### What to do
Answer these questions from the extradition article below:
1. How long did the court hearing in Manhattan last?
2. Under the Extradition Act 2003, what standard must be met to extradite U.K. citizens to the U.S.?
3. Which two British High Court judges denied the suspected terrorists' request?

### Source
——

In the Manhattan courthouse, al-Masri’s court-appointed lawyer asked that his prosthetic hands be returned immediately “so he can use his arms.” The preacher typically uses hooks on his arms, but he showed up in court with exposed stumps, for reasons that were not immediately clear.

“Mr. Mustafa [al-Masri’s alias] would appreciate if the Bureau of Prisons would return to him his prosthetics so he can use his arms,” the attorney, Sabrina Schroff, told the court.

“He needs a dictating machine because he can’t take notes,” Schroff added. “To the extent that Mr. Mustafa does not receive his prosthetics immediately, he will need someone to help with the care of his daily needs. … I ask that the Bureau of Prisons attend to that immediately otherwise he will not be able to function in a civilized manner.”

Schroff told reporters outside the courthouse after the 13-minute court hearing that her client seemed like a respectable man.

“”He seemed very much of a gentleman,” Schroff said.

Along with several co-defendants — including Khaled al-Fawwaz, Adel Abdul Bary, who have been implicated in the deadly 1998 bombings of two U.S. embassies in Africa, and Syed Talha Ahsan and Babar Ahmad, who allegedly ran websites designed to funnel recruits and trainees to al-Qaida — al-Masri had sought to remain in Britain primarily because of human rights concerns.

The co-defendants, who each pleaded not guilty, believe they will face inhumane conditions in U.S. prisons and think there is not enough proof to sustain the allegations against them, according to court documents.

The Extradition Act 2003, signed by Prime Minister Tony Blair and President George W. Bush in the aftermath of the Sept. 11 attacks, permits the extradition of U.K. citizens to the U.S. if a “reasonable suspicion” exists that they committed a crime against U.S. law. Prior to that act’s ratification, the standard of proof required to extradite a British citizen was significantly higher, requiring a much stronger prima facie case.

By contrast, the extradition of U.S. citizens to the U.K. demands a showing of “probable cause,” still a higher standard of proof than the one al-Masri and his c0-defendants faced. Existing human rights treaties prevent extradited defendants from either country from facing the death penalty.

British High Court Judges John Thomas and Duncan Ouseley denied the suspected terrorists’ request just hours before they were extradited both because the U.S. met this low burden of proof and because of the nature of their crimes.

“[It is] in the interest of justice that those accused of very serious crimes, as each of these claimants is in these proceedings, are tried as quickly as possible as is consistent with the interests of justice,” Thomas wrote in the ruling. “It follows that their extradition to the United States of America may proceed immediately.”

——

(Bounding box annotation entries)
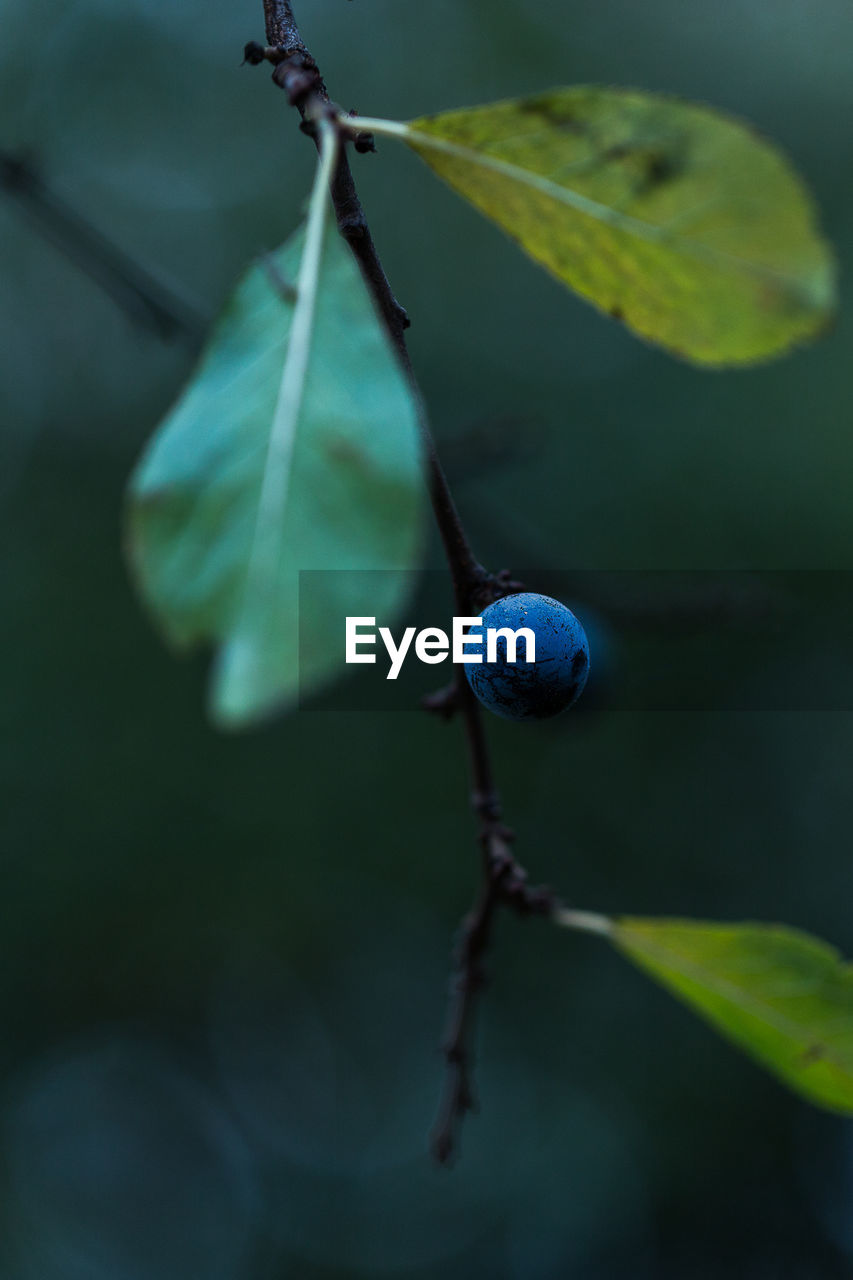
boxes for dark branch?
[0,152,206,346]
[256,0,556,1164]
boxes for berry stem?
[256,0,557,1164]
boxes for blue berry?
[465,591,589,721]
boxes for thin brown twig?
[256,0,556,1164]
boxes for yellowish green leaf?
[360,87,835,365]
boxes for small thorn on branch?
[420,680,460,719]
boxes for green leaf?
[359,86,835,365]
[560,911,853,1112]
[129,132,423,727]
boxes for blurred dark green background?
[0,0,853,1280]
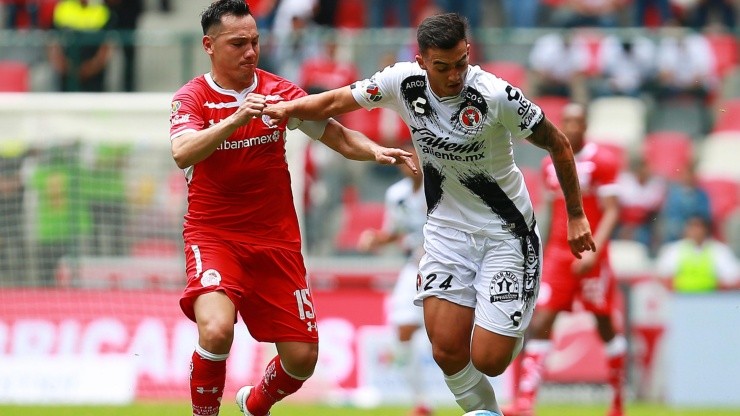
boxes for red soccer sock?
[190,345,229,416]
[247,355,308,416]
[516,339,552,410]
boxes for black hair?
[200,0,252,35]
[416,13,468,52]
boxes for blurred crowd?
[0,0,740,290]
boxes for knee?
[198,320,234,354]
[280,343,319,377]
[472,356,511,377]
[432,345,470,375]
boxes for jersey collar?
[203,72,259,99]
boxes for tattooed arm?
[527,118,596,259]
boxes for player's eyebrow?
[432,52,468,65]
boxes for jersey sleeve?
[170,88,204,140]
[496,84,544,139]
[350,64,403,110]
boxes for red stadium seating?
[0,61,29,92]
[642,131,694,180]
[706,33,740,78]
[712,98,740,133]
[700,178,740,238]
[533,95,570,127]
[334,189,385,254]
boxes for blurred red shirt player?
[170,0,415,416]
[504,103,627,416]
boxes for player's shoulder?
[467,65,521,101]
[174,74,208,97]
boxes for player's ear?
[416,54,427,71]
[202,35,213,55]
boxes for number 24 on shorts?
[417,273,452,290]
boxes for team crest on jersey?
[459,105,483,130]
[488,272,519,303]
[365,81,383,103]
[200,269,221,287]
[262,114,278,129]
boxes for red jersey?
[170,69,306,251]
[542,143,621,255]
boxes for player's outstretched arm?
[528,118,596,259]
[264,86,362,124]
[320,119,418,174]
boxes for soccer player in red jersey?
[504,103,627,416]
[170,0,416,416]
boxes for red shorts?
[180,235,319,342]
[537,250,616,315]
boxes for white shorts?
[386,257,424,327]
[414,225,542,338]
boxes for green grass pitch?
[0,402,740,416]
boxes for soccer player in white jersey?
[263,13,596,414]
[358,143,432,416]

——

### Final result
1. 13 minutes
2. A "reasonable suspicion" that they committed a crime against U.S. law
3. John Thomas and Duncan Ouseley